提供テキスト:
· · · · ·
しかし、イ号物件とハ号物件との主たる相違が噴射孔の位置(イ号物件の噴射孔がインナービットの先端から19o(乙8によれば16o)、ハ号物件の噴射孔がインナービットの先端から46o)及びインナービットの全長(イ号物件は249o、ハ号物件は224o)の点のみであるので、イ号物件の製造を再開することは容易であるといえる。さらに、注入式長尺先受工法において、穿孔表面あるいは穿孔表面に近い側面に噴射孔を設けたドリルを用いることは何ら技術的な支障はなく、一般的に行われていることであるから、イ号物件の噴射孔が頭部に近い位置に設けられていることに伴って技術的な支障が生じたとの被告の主張は認めがたい。
したがって、被告は、現在に至るまでイ号物件を製造販売しているというべきであるし、将来被告がイ号物件の製造販売を再開する可能性は充分に認められる。
〔被告の主張〕 (1) 被告が平成7年8月から平成8年6月ころまでの間にイ号物件を製造、販売したことは認めるが、平成8年6月ころ以降、イ号物件を製造、販売した事実は否認する。
(2) 被告は、平成7年8月からイ号物件を販売したものであるが、イ号物件のように、土系地山を掘削対象とするドリル装置において噴射孔の位置が頭部に近い(穿孔表面からの距離16o)場合には、穿孔屑によって噴射孔が詰まる支障が生じ、商品として適格でなかったことから、平成8年4月に設計変更し、平成8年6月には販売を中止したものであり、現在、イ号物件の在庫も保有していない。
イ号物件の製造中止は技術的な支障が生じたことを理由とするものであるから、被告が、今後、イ号物件の製造、販売を再開することはあり得ない。
2 争点(2)(構成要件Gの充足性)について 〔原告らの主張〕 (1)ア 本件発明の構成要件Gは、「噴射手段(6)の第1の機構(6a)は、
……偏心した流路によって、第1のドリル手段(4)の穿孔表面を通るように構成され」ると規定するが、これは、「第1の機構(6a)」が「偏心した流路」のみによって構成される場合に限定する趣旨ではなく、偏心した流路と他の構成とが相まって、実質的に第1のドリル手段(4)の穿孔位置(すなわち、穿孔表面)に噴射剤を導くことができる機構であれば、その機構は第1のドリル手段(4)の穿孔表面を通るように構成されていると解することができる。なぜなら、第1の機構(6a)が果たすべき作用は、穿孔位置に噴射剤を導くことにあり、その作用を「偏心した流路」のみによって果たさなければならないとする合理的理由はないからである。
· · · · ·
収集資料:
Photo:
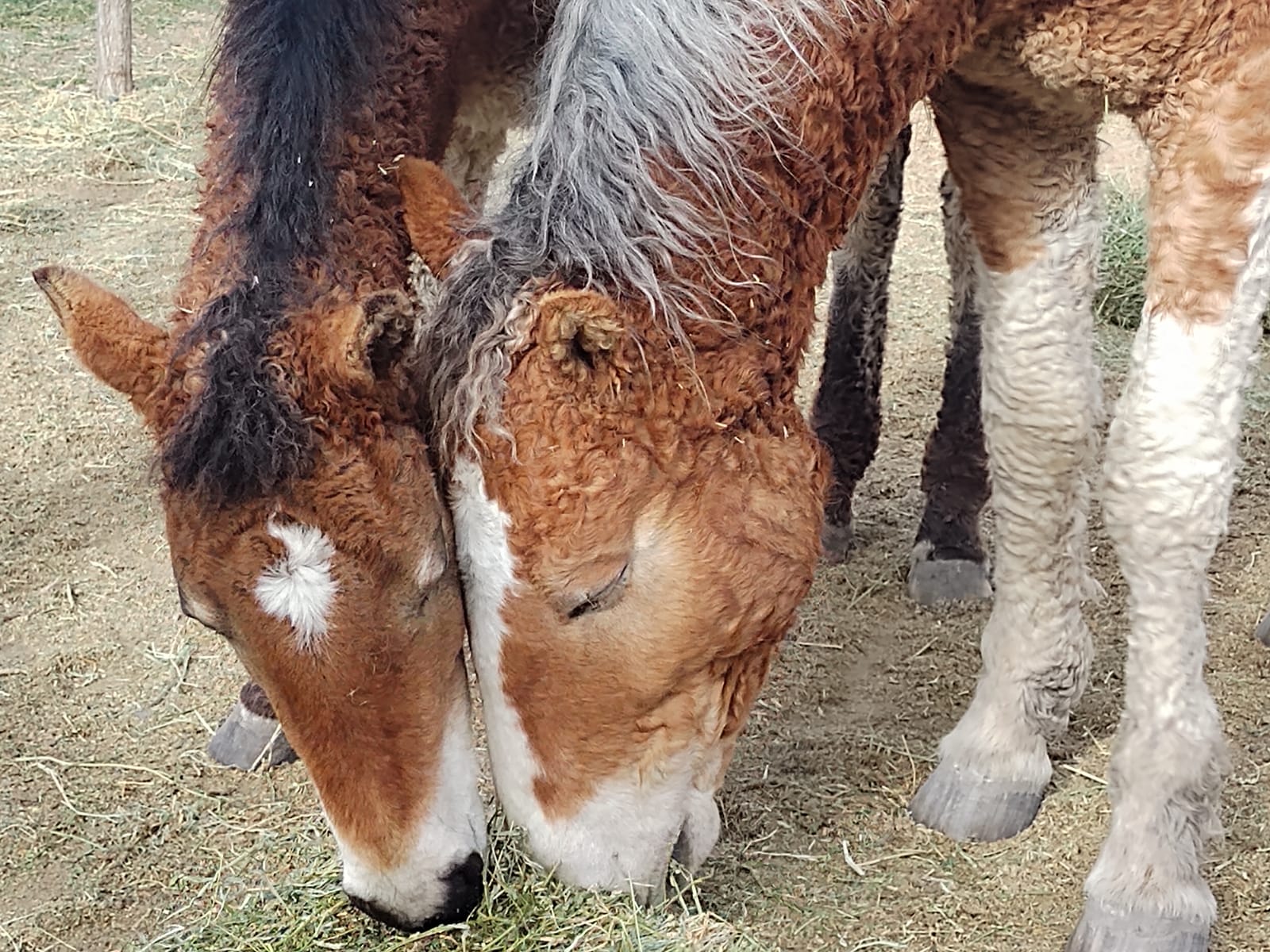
· · · · ·
課題:
提供テキストにおける被告の主張では、被告がイ号物件の販売を中止した時期はいつか。 収集資料は提供テキストとは別個の資料である。

本課題の出力:
平成8年6月。